Exercise aim — Give each entry back by retyping it exactly as written.

The data —
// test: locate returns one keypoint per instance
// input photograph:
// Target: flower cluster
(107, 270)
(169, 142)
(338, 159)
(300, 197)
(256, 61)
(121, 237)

Solution —
// test: locate returns one keypoint per instance
// input photograph:
// Target: flower cluster
(107, 270)
(169, 142)
(338, 159)
(300, 197)
(256, 61)
(121, 237)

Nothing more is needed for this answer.